Directions: Extract each line of the material that contains the string "floral". Matches must be case-sensitive.

## start Supplied entries

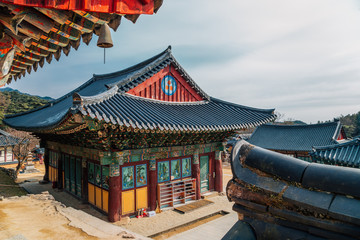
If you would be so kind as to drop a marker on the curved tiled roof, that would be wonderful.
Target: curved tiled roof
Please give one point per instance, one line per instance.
(6, 139)
(279, 195)
(104, 97)
(295, 137)
(344, 154)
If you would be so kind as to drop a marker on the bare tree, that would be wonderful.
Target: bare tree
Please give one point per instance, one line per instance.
(22, 145)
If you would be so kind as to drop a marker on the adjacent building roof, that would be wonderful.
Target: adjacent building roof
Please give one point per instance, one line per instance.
(105, 97)
(344, 154)
(41, 30)
(296, 137)
(279, 195)
(6, 139)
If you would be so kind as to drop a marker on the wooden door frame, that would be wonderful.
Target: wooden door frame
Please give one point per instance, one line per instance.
(211, 156)
(134, 188)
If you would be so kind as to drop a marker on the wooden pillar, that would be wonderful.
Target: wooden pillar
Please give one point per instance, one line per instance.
(218, 172)
(59, 161)
(152, 183)
(114, 199)
(84, 187)
(196, 172)
(46, 160)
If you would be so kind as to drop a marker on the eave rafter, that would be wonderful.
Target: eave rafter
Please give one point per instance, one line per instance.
(39, 33)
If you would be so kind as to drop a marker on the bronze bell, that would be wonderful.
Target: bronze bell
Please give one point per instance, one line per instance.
(105, 40)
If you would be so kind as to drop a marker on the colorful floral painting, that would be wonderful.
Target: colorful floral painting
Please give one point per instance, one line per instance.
(186, 167)
(163, 171)
(128, 177)
(105, 177)
(141, 175)
(91, 172)
(97, 175)
(175, 169)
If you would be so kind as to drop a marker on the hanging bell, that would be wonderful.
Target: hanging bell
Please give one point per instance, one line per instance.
(105, 40)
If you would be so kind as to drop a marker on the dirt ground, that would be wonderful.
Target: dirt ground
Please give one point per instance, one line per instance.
(40, 217)
(170, 219)
(33, 218)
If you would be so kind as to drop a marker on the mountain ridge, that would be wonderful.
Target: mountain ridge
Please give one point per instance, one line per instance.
(9, 89)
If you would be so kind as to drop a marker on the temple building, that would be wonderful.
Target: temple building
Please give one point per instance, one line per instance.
(36, 31)
(7, 142)
(297, 140)
(145, 137)
(343, 154)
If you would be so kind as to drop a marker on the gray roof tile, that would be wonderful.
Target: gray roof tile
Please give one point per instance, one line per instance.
(104, 97)
(295, 137)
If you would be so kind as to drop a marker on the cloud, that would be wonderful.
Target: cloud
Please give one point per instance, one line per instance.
(300, 57)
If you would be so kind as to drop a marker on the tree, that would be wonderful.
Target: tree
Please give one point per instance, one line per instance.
(22, 146)
(4, 104)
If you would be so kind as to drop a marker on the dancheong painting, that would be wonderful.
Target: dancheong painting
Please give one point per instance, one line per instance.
(175, 169)
(128, 177)
(163, 171)
(141, 175)
(186, 167)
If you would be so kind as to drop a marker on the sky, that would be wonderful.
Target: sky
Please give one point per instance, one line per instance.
(301, 57)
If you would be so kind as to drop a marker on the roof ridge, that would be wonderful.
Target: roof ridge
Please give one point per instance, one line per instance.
(351, 142)
(87, 83)
(300, 125)
(87, 100)
(270, 110)
(134, 67)
(164, 102)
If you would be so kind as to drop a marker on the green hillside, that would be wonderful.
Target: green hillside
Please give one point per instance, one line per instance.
(16, 102)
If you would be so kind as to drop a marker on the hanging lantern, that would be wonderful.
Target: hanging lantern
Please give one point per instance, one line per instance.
(105, 40)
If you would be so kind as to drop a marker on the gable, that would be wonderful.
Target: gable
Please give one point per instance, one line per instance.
(166, 85)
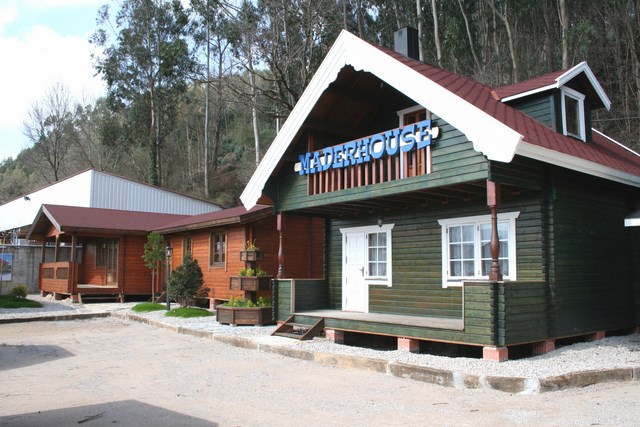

## end Supplied entries

Output of the task:
If you would be so kind as to drop a marker on the colorful floral painting, that would be wonderful.
Target: colorful floral painting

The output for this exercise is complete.